Passage to read:
- - - - -

Title:US NC: Editorial: Teens and drugs: What Can We Do?
Published On:2007-02-21
Source:Sampson Independent, The (NC)
Fetched On:2008-01-12 12:24:20
TEENS AND DRUGS: WHAT CAN WE DO?

The drug culture among teens is growing and the elixirs of choice are
becoming as varied as they are dangerous.

Where there was once marijuana use and the occasional teen
experimenting with cocaine or crack, now grows the use -- and
production -- of methamphetamine and a litany of prescription drugs
that are as deadly as they are addictive.

Oxycodone, Hydrocodone, Diazepam, Alprazolam, Valium, Zanax, all
painkillers and nerve calmers that come with a multitude of warnings
regarding their use and their mixture with other drugs.

None of that matters to teenagers. In some cases, teens are trading
drugs with their peers; in others, teens are stealing them from their
parents. In every case, they are being assembled into a walking
medicine cabinet where youngsters can sell their pharmaceuticals, use
them or swap them for other more pleasing substances.

The term most often being used for this latest drug culture is
pharming and pertains to the use and trade of prescription drugs.

It is hard to say what is most alarming about this latest drug fad,
but the fact that these drugs are highly addictive and deadly when
overused or mixed with other medicines makes the realities of what our
youngsters are doing now for a quick thrill extremely
frightening.

Some would argue that we are being alarmist by even highlighting this
latest in a long list of drug abuses by teenagers. The same group
would make light of the fact that we find there is a growing number of
young men and women trying drugs at younger and younger ages disturbing.

This same group would say that historically young people have
experimented with the drugs of their time and have, for the most part,
come away unscathed and, in many cases, become successful and
productive citizens.

To some extent that is true, but it does not, in our estimation, make
the illegal and illicit abuse of drugs right or excusable.

Nor does it make it any less frightening. In today's society, where
children are being born addicts and where those who aren't often live
in households where they are left to raise themselves, the growing
need for something to fill their lives and complete their existence
only solidifies the reasons we think people need to be concerned.

Drug use should not be an acceptable (more), nor should we explain it
away as a young person's attempts to spread their wings and live their
own lives.

Too many young people are becoming addicts; too many young people are
dying; too many young people are losing control of their lives and
becoming dependent first on the drugs and second on society to get
them out of the messes that their experiments are now leaving them
in.

With that in mind, we believe it is high time we became alarmed,
alarmed enough to do something about it before this growing problem
spirals so far out of control that it cannot be reigned in.

- - - - -

Extracted material:
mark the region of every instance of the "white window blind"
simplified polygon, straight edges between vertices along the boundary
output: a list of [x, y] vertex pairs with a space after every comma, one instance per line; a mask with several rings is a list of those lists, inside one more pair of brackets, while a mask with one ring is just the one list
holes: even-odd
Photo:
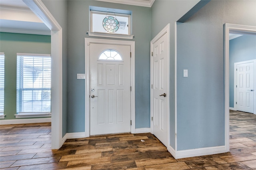
[[18, 114], [50, 112], [50, 56], [17, 54], [17, 89]]
[[0, 115], [4, 108], [4, 53], [0, 53]]

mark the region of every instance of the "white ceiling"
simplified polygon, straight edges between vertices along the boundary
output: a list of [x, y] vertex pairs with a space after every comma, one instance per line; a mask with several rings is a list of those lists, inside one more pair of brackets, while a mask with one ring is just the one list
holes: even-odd
[[28, 8], [28, 6], [21, 0], [1, 0], [0, 6]]
[[[155, 0], [96, 0], [150, 7]], [[50, 35], [49, 28], [22, 0], [0, 0], [0, 31]]]
[[50, 29], [22, 0], [0, 0], [0, 31], [33, 34], [51, 34]]
[[[96, 0], [151, 7], [155, 0]], [[49, 28], [31, 11], [22, 0], [0, 0], [0, 31], [50, 35]], [[230, 34], [230, 40], [242, 35]]]

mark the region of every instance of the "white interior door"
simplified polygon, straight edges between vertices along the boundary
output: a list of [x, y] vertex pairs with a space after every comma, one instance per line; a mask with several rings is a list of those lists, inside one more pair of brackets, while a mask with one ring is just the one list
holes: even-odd
[[254, 68], [253, 62], [236, 65], [238, 111], [253, 113]]
[[166, 147], [168, 113], [167, 98], [168, 36], [165, 34], [152, 44], [151, 59], [152, 133]]
[[131, 131], [130, 47], [90, 43], [90, 135]]

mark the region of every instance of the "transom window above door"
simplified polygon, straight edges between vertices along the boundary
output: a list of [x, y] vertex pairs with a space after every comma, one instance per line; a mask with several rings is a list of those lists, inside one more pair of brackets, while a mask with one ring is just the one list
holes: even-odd
[[89, 36], [132, 39], [132, 11], [90, 6]]
[[113, 49], [107, 49], [100, 54], [98, 60], [120, 61], [123, 61], [123, 59], [118, 52]]

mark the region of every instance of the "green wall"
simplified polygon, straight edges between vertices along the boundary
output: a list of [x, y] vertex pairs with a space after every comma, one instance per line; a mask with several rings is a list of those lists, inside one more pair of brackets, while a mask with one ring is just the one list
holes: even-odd
[[0, 52], [4, 53], [5, 56], [5, 119], [14, 119], [16, 114], [17, 53], [50, 54], [51, 36], [1, 32]]

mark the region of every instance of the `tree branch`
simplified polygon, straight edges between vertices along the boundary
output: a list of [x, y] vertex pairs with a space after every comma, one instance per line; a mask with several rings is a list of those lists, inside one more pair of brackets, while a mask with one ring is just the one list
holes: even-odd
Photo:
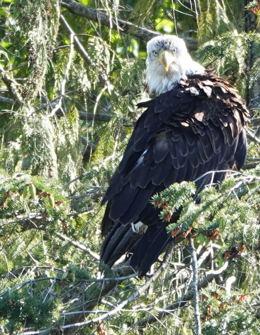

- - - - -

Exercise instructions:
**A)** Decide whether each statement below agrees with the editorial on teens and drugs. Answer yes or no for each, and quote the exact words of the editorial that decide it.
(i) Some teens get prescription drugs by stealing them from their parents.
(ii) The editorial agrees that past drug experimentation by young people makes illegal drug abuse excusable.
(iii) The editorial defines pharming as the use and trade of illegal street drugs.
**B)** According to the editorial on teens and drugs, which drug are teens now producing as well as using?

Answers in order:
**A)**
(i) Yes: "in others, teens are stealing them from their parents"
(ii) No: "it does not, in our estimation, make the illegal and illicit abuse of drugs right or excusable"
(iii) No: "pertains to the use and trade of prescription drugs"

**B)** Methamphetamine.